Directions for this task =>
Output the items below as a two-column CSV with the headers item and answer, starting at the item containing "For every instance of the doorway, locate" and ending at the last item, one row per item. Put the item's text and its answer each in a single quoted field, with any line breaks turned into spaces.

Given records =>
-- -- --

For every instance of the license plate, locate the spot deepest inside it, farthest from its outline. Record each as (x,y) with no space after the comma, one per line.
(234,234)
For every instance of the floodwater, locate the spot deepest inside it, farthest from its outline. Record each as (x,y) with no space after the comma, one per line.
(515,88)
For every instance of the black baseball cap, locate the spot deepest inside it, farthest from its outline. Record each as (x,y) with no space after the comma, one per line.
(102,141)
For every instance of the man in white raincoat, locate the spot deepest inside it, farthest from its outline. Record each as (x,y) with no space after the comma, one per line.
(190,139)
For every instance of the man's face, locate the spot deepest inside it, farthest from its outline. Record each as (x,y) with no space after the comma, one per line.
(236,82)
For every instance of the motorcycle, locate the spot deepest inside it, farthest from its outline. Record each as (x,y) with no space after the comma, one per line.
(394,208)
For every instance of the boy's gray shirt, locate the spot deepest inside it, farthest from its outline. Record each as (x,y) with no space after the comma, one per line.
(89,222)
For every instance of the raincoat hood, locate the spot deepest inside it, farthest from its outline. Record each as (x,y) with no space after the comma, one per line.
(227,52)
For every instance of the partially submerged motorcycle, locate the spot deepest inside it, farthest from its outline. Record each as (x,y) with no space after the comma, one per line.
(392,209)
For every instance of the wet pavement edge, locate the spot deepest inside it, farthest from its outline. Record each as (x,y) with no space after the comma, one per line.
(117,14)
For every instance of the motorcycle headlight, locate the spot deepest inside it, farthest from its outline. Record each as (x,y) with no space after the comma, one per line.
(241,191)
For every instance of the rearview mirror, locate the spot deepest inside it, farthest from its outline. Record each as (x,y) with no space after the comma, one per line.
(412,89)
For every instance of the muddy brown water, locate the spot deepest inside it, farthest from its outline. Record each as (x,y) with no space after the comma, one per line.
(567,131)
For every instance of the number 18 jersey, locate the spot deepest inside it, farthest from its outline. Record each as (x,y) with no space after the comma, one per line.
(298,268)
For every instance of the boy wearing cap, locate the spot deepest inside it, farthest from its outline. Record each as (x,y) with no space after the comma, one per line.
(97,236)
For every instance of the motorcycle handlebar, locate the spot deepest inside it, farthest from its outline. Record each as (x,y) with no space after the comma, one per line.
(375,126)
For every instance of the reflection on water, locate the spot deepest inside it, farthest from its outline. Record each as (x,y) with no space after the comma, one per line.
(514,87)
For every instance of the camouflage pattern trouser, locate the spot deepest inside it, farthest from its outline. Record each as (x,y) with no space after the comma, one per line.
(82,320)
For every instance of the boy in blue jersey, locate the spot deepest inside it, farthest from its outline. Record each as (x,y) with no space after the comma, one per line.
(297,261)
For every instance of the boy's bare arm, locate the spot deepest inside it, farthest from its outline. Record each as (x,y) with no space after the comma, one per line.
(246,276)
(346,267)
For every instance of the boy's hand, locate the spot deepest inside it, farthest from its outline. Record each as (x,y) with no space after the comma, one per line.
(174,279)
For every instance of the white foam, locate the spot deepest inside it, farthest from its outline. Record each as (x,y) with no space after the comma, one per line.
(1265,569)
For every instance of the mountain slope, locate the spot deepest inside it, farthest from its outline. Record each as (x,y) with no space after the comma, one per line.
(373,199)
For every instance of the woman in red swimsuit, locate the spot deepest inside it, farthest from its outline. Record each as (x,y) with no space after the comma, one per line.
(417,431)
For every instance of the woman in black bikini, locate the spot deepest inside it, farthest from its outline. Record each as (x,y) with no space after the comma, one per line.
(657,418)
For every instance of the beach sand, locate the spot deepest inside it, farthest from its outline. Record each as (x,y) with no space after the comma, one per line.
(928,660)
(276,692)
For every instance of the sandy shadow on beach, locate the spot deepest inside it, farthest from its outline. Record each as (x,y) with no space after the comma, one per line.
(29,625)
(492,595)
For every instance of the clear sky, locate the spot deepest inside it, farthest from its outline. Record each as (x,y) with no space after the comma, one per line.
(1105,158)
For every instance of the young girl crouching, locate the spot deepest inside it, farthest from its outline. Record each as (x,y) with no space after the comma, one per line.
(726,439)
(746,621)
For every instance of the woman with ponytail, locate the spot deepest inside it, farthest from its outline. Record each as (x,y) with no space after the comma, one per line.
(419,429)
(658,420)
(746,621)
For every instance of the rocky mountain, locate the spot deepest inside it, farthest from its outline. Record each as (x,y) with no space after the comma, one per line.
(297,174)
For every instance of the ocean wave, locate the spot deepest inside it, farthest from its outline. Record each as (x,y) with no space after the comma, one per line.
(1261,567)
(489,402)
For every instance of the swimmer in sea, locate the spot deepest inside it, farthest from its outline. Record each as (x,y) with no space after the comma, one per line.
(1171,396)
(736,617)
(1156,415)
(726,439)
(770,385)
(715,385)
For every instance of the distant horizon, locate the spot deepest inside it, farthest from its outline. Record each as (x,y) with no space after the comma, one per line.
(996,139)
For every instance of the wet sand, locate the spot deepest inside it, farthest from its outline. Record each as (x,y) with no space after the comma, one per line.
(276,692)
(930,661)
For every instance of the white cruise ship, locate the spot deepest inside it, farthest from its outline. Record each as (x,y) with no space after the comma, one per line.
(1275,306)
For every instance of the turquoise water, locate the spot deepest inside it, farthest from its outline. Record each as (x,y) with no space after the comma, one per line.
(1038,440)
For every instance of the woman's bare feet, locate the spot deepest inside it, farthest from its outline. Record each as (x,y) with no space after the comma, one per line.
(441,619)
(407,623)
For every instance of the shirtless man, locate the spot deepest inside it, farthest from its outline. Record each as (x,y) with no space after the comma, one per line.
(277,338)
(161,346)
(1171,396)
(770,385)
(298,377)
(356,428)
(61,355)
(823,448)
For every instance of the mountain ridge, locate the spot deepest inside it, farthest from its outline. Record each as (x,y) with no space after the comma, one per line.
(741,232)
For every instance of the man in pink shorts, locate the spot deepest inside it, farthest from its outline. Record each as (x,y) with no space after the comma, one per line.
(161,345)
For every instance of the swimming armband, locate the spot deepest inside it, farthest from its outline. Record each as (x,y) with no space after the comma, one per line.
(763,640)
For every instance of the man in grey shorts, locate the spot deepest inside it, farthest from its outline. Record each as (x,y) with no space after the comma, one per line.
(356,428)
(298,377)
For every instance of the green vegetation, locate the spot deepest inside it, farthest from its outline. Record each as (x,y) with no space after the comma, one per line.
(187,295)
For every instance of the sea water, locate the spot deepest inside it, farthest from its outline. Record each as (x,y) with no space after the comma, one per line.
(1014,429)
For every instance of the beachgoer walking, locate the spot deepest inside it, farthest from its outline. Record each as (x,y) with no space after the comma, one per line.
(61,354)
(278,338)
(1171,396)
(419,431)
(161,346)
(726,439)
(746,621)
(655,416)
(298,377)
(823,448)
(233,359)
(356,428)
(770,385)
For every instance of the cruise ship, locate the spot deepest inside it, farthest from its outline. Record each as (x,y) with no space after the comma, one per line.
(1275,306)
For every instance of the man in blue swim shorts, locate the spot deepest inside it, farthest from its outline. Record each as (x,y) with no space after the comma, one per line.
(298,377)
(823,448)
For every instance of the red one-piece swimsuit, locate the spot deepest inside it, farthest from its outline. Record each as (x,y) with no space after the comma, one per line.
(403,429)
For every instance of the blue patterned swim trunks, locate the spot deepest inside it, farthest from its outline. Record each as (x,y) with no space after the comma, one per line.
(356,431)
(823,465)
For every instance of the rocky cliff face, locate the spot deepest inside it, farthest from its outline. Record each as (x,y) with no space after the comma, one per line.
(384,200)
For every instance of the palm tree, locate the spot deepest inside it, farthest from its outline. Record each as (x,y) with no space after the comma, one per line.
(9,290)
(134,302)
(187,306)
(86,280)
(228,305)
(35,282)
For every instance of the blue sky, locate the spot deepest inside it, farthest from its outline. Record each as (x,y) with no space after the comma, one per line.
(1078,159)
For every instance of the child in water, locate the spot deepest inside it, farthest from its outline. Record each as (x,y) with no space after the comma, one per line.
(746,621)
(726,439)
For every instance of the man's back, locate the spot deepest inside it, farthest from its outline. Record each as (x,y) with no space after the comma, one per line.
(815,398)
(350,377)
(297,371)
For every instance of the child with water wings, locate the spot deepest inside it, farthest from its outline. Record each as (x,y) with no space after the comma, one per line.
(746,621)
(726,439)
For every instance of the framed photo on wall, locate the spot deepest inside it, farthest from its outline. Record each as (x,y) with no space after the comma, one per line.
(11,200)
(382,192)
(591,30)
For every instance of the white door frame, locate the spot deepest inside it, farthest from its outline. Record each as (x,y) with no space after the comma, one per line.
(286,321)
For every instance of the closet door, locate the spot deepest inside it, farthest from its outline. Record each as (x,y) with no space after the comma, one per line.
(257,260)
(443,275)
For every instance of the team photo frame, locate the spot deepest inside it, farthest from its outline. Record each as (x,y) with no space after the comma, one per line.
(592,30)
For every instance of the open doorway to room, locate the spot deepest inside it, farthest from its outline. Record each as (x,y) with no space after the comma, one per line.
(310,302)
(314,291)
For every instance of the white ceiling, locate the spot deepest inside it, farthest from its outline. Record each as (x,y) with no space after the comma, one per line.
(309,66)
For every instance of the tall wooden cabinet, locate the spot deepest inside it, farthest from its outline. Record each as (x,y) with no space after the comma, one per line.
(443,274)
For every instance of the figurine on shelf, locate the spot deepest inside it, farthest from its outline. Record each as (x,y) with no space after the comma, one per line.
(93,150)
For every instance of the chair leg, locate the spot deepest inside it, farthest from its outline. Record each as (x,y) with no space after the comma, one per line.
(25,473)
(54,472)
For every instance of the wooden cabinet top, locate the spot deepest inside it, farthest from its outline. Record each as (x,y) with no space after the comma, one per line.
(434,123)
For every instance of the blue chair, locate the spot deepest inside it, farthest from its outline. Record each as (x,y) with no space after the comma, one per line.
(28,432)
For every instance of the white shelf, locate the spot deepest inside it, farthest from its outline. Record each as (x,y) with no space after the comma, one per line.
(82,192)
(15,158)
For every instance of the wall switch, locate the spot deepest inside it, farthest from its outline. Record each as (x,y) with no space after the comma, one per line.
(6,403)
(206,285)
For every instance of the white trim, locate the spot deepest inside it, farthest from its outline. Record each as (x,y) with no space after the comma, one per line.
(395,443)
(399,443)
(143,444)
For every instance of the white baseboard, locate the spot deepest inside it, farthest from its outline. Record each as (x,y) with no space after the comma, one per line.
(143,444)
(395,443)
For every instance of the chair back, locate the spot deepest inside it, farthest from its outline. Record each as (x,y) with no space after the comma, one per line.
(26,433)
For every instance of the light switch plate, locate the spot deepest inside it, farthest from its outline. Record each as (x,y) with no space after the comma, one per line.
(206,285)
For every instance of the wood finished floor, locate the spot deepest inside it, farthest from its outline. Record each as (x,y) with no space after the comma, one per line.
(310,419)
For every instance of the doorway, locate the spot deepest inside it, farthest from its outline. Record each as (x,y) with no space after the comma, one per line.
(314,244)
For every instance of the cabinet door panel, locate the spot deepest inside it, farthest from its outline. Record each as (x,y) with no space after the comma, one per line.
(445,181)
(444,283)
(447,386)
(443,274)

-- -- --

Task solution =>
item,answer
"For every instance of the doorway, locate the spot deepest inside it, farthest from its outline. Record each as (x,y) with no space after the comma, one per line.","(314,244)"
"For every instance of the cabinet door panel, locate the spot deepest inside it, farthest from its outline. Record each as (x,y) with no space after the comma, one per line.","(445,181) (444,283) (447,386) (443,274)"